=== Kutipan Teks ===

Rabu, 22 Agustus 2018

Kencan Dengan Tuhan
Kamis, 23 Agustus 2018

Bacaan: 1 Samuel 3:19 "Dan Samuel makin besar dan TUHAN menyertai dia dan tidak ada satu pun dari firman-Nya itu yang dibiarkan-Nya gugur."

Renungan:
  Seorang bertanya pada kepala geng di Arkansas, "Apa yang harus dilakukan agar geng anda dapat segera berakhir?" "Berikan kami keluarga yang baik, maka kami tidak akan membutuhkan geng ini lagi!" jawab kepala geng itu. Artinya, dibutuhkan kemauan dan ketegasan dari orang tua untuk membimbing dengan disiplin, kehidupan seorang anak dan kemauannya agar hidupnya menjadi lebih baik.

=== Data Tersedia ===

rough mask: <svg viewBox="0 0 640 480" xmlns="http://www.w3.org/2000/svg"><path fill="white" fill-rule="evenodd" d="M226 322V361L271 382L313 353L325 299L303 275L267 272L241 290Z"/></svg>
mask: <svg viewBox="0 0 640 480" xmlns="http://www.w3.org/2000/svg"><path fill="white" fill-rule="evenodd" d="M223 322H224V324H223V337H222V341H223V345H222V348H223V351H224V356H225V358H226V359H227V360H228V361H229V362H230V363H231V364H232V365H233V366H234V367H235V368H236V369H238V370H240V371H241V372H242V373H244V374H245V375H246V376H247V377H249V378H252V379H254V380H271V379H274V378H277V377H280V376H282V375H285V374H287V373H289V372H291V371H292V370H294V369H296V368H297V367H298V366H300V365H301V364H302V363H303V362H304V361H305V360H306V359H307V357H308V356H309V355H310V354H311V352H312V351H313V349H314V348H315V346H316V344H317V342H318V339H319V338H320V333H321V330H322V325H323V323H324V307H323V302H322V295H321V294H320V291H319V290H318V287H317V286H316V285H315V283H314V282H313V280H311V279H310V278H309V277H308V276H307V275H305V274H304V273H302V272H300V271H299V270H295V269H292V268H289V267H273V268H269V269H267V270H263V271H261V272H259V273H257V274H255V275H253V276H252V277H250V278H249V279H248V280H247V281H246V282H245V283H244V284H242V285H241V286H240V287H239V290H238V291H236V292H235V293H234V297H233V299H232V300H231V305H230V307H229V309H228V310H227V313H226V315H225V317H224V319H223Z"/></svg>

===
=== Data Tersedia ===

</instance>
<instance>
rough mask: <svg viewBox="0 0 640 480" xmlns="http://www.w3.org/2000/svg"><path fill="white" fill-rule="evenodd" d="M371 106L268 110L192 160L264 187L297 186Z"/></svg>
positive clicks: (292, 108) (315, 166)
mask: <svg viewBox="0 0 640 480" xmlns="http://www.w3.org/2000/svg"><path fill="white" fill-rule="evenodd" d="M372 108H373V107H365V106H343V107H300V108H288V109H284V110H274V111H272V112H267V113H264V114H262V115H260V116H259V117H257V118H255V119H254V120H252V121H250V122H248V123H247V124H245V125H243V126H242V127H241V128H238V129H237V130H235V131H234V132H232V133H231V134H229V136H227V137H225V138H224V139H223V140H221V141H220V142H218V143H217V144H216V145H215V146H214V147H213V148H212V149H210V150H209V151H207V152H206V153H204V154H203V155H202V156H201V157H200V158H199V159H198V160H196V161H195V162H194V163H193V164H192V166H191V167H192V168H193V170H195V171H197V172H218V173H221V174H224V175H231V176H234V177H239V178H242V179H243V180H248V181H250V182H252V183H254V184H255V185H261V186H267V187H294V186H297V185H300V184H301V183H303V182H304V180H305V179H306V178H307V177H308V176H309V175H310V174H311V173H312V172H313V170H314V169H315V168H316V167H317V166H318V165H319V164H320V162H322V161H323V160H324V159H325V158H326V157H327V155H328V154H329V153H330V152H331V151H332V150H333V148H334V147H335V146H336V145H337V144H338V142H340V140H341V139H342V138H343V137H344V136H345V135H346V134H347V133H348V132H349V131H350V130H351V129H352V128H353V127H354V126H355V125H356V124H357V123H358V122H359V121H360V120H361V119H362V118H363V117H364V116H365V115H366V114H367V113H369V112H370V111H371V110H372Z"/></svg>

===

Soal Latihan
1) Tuliskan bagian kutipan teks mulai dari "Kencan Dengan Tuhan" sampai dengan "menjadi lebih baik.".
2) Tentukan apakah setiap pernyataan berikut sesuai dengan kutipan teks, jawab ya atau tidak, dan kutip kata-kata penentunya: (a) Bacaan diambil dari 1 Samuel 3:19. (b) Kepala geng yang ditanya berada di Arkansas. (c) Kepala geng itu meminta uang agar gengnya dapat berakhir.

Kunci Jawaban
1)
Kencan Dengan Tuhan
Kamis, 23 Agustus 2018

Bacaan: 1 Samuel 3:19 "Dan Samuel makin besar dan TUHAN menyertai dia dan tidak ada satu pun dari firman-Nya itu yang dibiarkan-Nya gugur."

Renungan:
  Seorang bertanya pada kepala geng di Arkansas, "Apa yang harus dilakukan agar geng anda dapat segera berakhir?" "Berikan kami keluarga yang baik, maka kami tidak akan membutuhkan geng ini lagi!" jawab kepala geng itu. Artinya, dibutuhkan kemauan dan ketegasan dari orang tua untuk membimbing dengan disiplin, kehidupan seorang anak dan kemauannya agar hidupnya menjadi lebih baik.

2)
(a) Ya: "Bacaan: 1 Samuel 3:19".
(b) Ya: "kepala geng di Arkansas".
(c) Tidak: "Berikan kami keluarga yang baik, maka kami tidak akan membutuhkan geng ini lagi!"